═══ Records for this exercise ═══

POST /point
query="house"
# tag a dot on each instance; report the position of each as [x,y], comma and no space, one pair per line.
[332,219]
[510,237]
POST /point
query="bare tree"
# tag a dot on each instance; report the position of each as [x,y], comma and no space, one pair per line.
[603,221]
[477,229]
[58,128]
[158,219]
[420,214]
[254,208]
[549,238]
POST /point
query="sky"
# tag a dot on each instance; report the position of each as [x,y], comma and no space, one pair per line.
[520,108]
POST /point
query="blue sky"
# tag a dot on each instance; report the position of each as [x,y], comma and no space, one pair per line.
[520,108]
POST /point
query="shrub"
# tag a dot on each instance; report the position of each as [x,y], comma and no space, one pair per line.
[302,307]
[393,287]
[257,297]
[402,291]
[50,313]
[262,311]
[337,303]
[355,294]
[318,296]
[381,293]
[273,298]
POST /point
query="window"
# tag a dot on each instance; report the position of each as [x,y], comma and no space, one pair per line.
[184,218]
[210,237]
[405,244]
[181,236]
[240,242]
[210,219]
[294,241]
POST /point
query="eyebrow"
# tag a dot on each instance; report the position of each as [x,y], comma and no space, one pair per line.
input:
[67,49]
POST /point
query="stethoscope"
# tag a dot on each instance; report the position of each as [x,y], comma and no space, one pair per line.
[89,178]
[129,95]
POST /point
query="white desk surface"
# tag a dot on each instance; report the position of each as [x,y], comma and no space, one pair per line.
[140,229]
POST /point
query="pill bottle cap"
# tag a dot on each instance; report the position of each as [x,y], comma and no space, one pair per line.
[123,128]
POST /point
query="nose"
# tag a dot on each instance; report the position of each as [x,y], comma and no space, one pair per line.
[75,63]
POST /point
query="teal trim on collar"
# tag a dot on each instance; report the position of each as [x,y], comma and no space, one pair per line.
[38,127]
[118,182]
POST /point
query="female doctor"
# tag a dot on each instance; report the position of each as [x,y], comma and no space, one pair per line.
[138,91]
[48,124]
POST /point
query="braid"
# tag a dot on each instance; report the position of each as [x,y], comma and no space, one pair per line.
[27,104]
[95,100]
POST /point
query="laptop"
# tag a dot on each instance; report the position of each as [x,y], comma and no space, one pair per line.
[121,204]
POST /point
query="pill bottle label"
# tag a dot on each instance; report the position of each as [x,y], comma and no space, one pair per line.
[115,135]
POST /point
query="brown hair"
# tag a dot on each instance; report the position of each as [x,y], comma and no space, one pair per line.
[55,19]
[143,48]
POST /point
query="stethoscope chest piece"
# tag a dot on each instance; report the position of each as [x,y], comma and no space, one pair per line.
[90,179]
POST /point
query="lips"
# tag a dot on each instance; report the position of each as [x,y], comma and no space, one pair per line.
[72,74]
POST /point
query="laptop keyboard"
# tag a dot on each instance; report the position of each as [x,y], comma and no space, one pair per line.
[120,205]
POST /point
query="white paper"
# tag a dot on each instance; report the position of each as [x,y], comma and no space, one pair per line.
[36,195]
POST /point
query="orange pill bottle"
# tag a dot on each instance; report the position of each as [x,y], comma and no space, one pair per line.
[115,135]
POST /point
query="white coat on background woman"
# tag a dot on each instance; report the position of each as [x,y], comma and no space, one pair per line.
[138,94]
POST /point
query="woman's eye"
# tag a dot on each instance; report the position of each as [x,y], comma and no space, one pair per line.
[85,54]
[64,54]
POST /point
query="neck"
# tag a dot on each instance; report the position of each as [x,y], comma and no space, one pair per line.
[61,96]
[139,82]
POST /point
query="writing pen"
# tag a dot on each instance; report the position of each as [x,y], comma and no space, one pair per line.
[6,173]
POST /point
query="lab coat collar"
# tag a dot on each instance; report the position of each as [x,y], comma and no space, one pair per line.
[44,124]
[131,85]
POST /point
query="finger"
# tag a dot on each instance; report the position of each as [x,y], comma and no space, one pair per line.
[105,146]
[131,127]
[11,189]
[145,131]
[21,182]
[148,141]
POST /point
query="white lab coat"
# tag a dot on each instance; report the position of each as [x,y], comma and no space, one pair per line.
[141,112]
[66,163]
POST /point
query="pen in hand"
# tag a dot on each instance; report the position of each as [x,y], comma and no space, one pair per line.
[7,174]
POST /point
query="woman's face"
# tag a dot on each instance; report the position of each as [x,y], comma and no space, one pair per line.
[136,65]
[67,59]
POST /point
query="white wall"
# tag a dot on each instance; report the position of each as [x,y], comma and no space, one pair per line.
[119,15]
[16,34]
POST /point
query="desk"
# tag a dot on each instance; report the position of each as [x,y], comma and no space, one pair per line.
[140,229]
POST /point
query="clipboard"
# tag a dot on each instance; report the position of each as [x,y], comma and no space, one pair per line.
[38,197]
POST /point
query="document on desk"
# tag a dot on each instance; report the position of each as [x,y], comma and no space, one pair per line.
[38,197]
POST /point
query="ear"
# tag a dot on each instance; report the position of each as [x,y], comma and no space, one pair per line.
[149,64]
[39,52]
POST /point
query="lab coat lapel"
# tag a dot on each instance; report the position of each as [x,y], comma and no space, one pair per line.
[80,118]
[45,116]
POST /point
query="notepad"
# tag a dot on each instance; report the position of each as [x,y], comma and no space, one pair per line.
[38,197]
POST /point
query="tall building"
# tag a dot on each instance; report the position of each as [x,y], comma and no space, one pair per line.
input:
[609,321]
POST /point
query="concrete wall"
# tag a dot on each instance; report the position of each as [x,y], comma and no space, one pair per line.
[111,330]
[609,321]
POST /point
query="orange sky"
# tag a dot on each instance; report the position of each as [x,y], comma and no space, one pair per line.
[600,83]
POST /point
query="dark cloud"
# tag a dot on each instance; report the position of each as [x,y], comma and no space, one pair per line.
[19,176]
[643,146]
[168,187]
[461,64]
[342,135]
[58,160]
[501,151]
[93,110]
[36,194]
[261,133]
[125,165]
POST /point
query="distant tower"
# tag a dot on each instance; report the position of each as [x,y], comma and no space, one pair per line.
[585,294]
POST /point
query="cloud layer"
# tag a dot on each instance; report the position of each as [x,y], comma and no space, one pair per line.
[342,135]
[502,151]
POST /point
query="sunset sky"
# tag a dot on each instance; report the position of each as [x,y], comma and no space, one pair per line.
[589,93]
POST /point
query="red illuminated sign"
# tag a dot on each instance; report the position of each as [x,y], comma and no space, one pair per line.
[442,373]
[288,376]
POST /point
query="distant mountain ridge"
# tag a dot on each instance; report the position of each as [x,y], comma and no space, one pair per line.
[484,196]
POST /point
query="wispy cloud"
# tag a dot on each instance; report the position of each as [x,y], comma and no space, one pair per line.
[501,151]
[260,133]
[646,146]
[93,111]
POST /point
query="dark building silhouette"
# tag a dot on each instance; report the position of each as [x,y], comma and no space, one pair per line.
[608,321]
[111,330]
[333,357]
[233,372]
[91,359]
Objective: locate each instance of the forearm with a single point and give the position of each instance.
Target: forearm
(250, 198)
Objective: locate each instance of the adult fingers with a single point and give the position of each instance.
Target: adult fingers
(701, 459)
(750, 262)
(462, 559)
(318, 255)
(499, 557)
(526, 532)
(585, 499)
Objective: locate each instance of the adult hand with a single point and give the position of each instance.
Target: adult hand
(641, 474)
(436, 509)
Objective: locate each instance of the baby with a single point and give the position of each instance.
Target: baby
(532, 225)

═══

Can you quote exactly the lines from the one containing "Objective: locate each instance of the forearm" through the last line of the records above, and nothing else?

Objective: locate each instance of the forearm with a single point and give the position of each instance.
Target: forearm
(250, 198)
Objective: locate each instance of the adult fingers with a single point and give the position of each instance.
Target: adult fingers
(701, 459)
(750, 262)
(462, 559)
(318, 255)
(499, 557)
(526, 532)
(585, 499)
Objective: locate each instance of the adult hand with a single point and give the position of each instance.
Target: adult hand
(641, 474)
(436, 509)
Objective: locate each instance of the baby with a single point and give the position of each instance.
Target: baby
(532, 225)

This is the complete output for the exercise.